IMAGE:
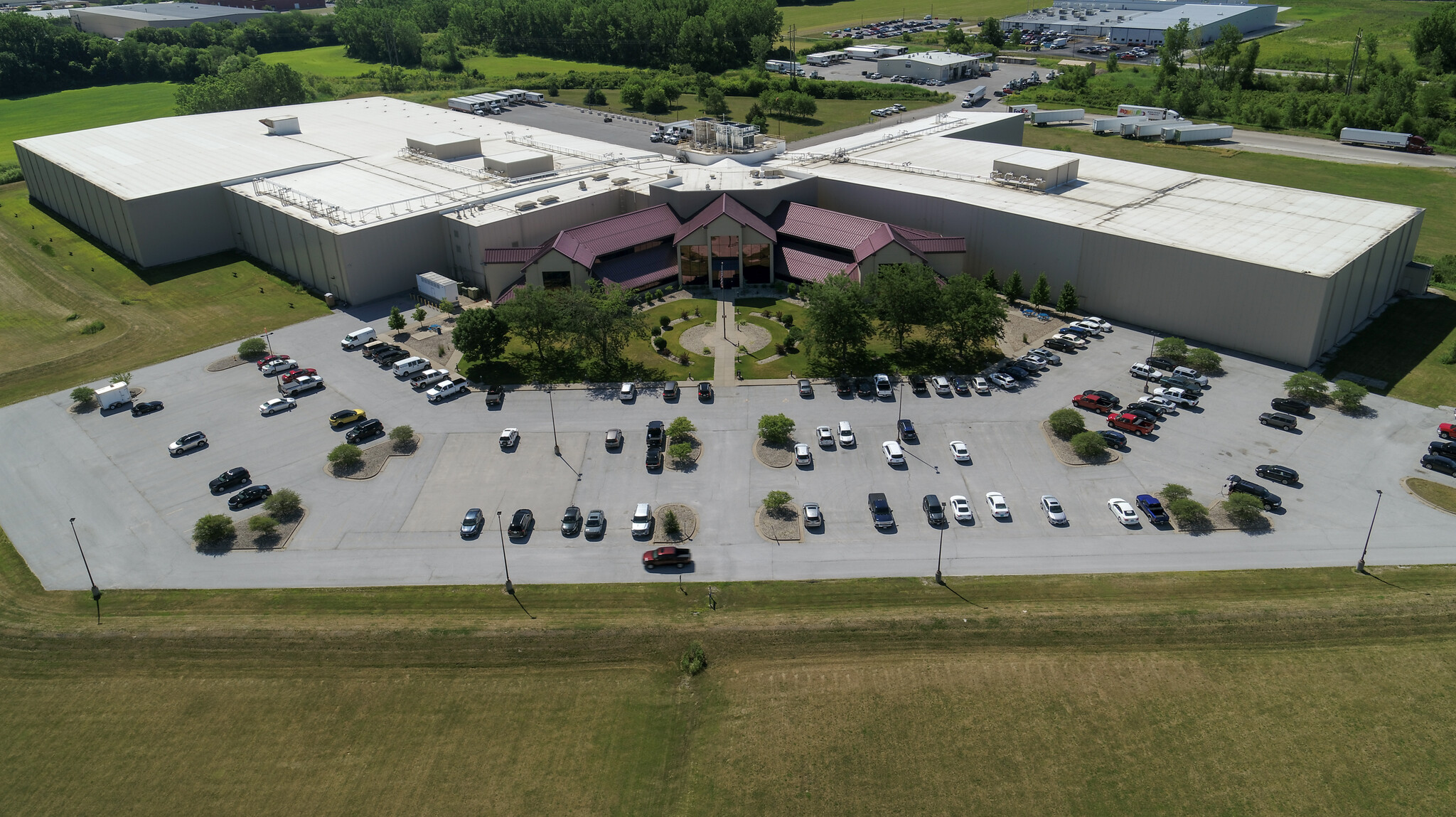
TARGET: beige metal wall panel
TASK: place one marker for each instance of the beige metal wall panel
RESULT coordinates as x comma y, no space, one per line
181,225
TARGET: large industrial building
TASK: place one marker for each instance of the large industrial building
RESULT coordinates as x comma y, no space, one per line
357,197
117,21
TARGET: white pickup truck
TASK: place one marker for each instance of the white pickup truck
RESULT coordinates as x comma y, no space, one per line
429,378
446,389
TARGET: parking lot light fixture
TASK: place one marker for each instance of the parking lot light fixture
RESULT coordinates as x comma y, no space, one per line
1360,564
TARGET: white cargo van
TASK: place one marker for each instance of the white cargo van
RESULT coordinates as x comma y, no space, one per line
410,366
358,338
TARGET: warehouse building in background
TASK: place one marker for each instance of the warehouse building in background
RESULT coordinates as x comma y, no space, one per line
358,197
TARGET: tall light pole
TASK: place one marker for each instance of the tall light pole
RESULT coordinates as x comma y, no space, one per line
95,590
1360,564
510,589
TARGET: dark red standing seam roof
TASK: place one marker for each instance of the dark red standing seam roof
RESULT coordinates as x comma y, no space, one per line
727,205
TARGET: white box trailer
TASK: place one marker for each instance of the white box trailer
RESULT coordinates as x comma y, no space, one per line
436,286
1114,124
114,395
1147,111
1069,115
1145,130
1197,133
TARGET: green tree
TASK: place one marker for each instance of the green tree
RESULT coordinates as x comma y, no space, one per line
1042,292
1244,510
1068,300
1014,289
906,294
632,92
284,503
680,429
1435,38
837,318
262,525
1349,395
481,334
1206,361
346,455
1172,493
1308,386
536,316
1172,348
992,33
776,500
970,315
775,429
1066,422
252,348
1088,444
213,529
401,436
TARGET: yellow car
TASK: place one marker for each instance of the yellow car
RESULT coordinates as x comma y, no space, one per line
346,417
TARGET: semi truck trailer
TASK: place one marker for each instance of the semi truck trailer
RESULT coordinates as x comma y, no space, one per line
1408,143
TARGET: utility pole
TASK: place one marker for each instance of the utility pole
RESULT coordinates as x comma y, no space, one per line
1354,58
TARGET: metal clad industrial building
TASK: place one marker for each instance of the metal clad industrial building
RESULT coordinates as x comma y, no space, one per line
348,207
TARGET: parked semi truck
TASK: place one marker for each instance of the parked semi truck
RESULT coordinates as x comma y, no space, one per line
1047,117
1408,143
1149,112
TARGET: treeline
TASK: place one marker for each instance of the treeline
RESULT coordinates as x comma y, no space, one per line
711,36
48,54
1222,85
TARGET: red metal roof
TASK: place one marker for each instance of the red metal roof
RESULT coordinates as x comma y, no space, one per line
730,207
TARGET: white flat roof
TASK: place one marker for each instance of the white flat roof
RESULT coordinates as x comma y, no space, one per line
155,156
1290,229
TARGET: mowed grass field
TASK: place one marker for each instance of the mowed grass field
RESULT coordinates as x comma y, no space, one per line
65,111
1329,33
329,62
835,15
50,273
1268,692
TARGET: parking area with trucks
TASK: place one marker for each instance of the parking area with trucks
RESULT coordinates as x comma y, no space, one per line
136,503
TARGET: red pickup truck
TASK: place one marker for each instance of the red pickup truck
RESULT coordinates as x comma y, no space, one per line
669,555
1129,422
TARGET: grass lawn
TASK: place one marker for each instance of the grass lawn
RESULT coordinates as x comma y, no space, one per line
150,315
1305,690
1433,493
1329,33
833,114
835,15
1404,347
1417,187
329,62
65,111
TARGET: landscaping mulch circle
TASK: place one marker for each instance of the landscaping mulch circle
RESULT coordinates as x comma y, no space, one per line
375,459
778,526
228,363
1064,452
774,456
686,520
692,461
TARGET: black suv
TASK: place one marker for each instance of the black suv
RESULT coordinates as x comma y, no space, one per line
1239,486
1289,405
229,478
365,432
522,523
933,511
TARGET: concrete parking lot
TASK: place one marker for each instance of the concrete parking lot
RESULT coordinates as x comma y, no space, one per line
136,504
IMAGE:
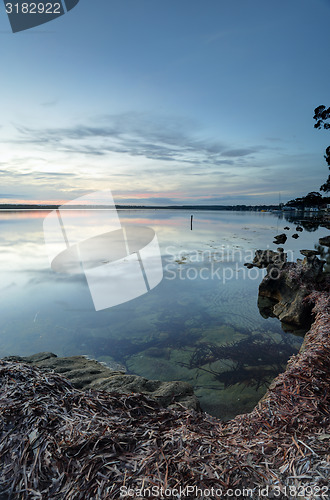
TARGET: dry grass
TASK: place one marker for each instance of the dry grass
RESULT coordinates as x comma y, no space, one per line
61,443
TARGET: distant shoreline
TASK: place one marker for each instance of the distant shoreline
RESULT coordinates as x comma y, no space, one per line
26,207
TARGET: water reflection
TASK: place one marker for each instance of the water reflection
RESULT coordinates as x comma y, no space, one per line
207,297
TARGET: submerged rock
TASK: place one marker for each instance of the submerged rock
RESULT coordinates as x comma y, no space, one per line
325,241
263,258
283,291
280,239
86,373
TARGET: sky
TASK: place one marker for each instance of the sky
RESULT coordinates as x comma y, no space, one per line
166,102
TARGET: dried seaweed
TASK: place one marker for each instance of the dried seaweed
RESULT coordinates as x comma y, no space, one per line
57,442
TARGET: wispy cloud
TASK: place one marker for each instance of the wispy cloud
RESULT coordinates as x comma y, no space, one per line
138,135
......
The listing should be transcribed exactly. No picture is to appear in the transcription.

IMAGE:
TARGET: beige metal wall panel
TASK: place one marker for each instance of the beige metal wall panel
RESULT coordinates as x comma y, no space, one per line
181,225
TARGET: large industrial building
TASK: place one marker for each instance of the large industrial building
RESULT coordinates as x comma y, no space, one per line
357,197
117,21
TARGET: white pickup truck
TASK: place one marker for each instance of the white pickup truck
RESULT coordinates as x comma y, no space, one per line
429,378
446,389
TARGET: parking lot light fixture
TASK: place one marker for each instance of the parking lot light fixture
RESULT coordinates as x comma y, no space, one per line
1360,564
TARGET: white cargo van
TASK: place one marker for each instance of the white cargo van
RESULT coordinates as x comma y, no space, one per line
410,366
358,338
TARGET: warehouse building in background
TASK: place one marker for each instance of the warehouse building in background
RESULT coordinates as x comma y, no space, one per line
358,197
TARGET: tall light pole
TASK: place one marker for each instance of the tall light pole
RESULT coordinates as x comma y, no space, one per line
95,590
1360,564
510,589
TARGET: dark red standing seam roof
TASK: place one marker for each instance of the dark red standing seam roof
RESULT coordinates as x comma y, no space, one per line
727,205
TARGET: white box trailer
TASK: place one marker for each instance of the white box trailer
RESULT coordinates as x comma y, no space, one per line
436,286
1114,124
114,395
1147,111
1069,115
1145,130
1197,133
TARGET: green tree
TASK: place one marker for each instance of the green tree
RESULT coordinates as x comma y, no space, one per line
1042,292
1244,510
1068,300
1014,289
906,294
632,92
284,503
680,429
1435,38
837,318
262,525
1349,395
481,334
1206,361
346,455
1172,493
1308,386
536,316
1172,348
992,33
776,500
970,315
775,429
1066,422
252,348
1088,444
213,529
401,436
TARGET: yellow car
TASK: place one marker for each instance of the yellow car
RESULT coordinates as x comma y, no space, one per line
346,417
TARGET: semi truck trailer
TASK: place one marker for each instance of the semi truck trailer
RESULT coordinates as x comma y, no space, one per line
1408,143
TARGET: utility pole
TASK: place one marker for each instance of the utility pole
RESULT coordinates as x comma y, no space, one per line
1354,58
TARGET: metal clad industrial building
TASK: place one marker for each instance of the metal clad industrial building
RESULT coordinates as x comma y, no space, one per line
348,207
TARGET: parked semi truck
TASK: place one marker for each instance of the parked semi truck
RESULT coordinates as x comma y, no space, one per line
1047,117
1408,143
1149,112
TARGET: treeline
TASK: place one marker for each instance of the treeline
RESULT coordinates as x comma y, no space, one per line
711,36
48,54
1222,85
TARGET: red metal roof
TASK: place one marker for each instance of the red metal roof
RESULT coordinates as x comma y, no space, one per line
730,207
TARGET: white flat roof
TASK: place one marker for each instance of the white flat roof
RESULT coordinates as x comma y, no space, one per line
155,156
1290,229
TARGET: mowed grass field
TASK: place one marker for each instance of the mowed grass field
RESULT coordinates as x comma y, no space, one per line
65,111
1329,33
329,62
835,15
50,273
1268,692
TARGET: parking area with trucks
TASK: place one marker for each instance of the parking area with trucks
RESULT coordinates as x comma y, no space, one per line
136,503
TARGET: red pickup truck
TASK: place one marker for each instance of the red pickup truck
RESULT coordinates as x comma y, no space, one per line
669,555
1129,422
TARGET: grass lawn
TASK: place one marker for each instance of the grass lawn
RESULT coordinates as x comma y, no space, one per line
150,315
1305,690
1433,493
1329,33
833,114
835,15
1404,347
1417,187
329,62
65,111
TARGET: landscaping mulch circle
TASK: place one marker for each instance of the landscaping mulch circle
RESULT coordinates as x comma y, no space, one per line
375,459
778,526
228,363
1064,452
774,456
686,520
692,461
TARGET: black suv
TASK: place one marker for each instance of the black suv
RESULT coordinates as x comma y, no space, one per line
1239,486
1289,405
229,478
365,432
522,523
933,511
TARGET: concrete parking lot
TASK: place one marker for each instance of the concrete parking lot
RESULT coordinates as x comma y, no space, one per line
136,504
IMAGE:
TARGET: dry grass
TASK: place one marker for each instance of the dry grass
RESULT coordinates as x comma y, no space, one per line
61,443
TARGET: distant shoreline
TASK: place one marker for each instance of the distant shoreline
RESULT coordinates as x comma y, no space, one per line
26,207
TARGET: water reflection
TASK: place one marker for each instance of the water reflection
RESULT coordinates as x comma y, no space, one per line
207,297
TARGET: submerged rock
TASK: place one marker for each instance of the submerged rock
RESULT coordinates as x comma y, no space, one per line
325,241
263,258
283,291
280,239
86,373
TARGET: sky
TASK: place one marker for each instance of the sky
RESULT coordinates as x comma y, no space, one per line
166,102
TARGET: dried seaweed
TASK: place one marker for each instance of the dried seaweed
RESULT coordinates as x comma y, no space, one per line
57,442
TARGET: wispy cloud
TASK: place one marker for each instance of the wispy cloud
RESULT coordinates as x comma y, no space, one per line
138,135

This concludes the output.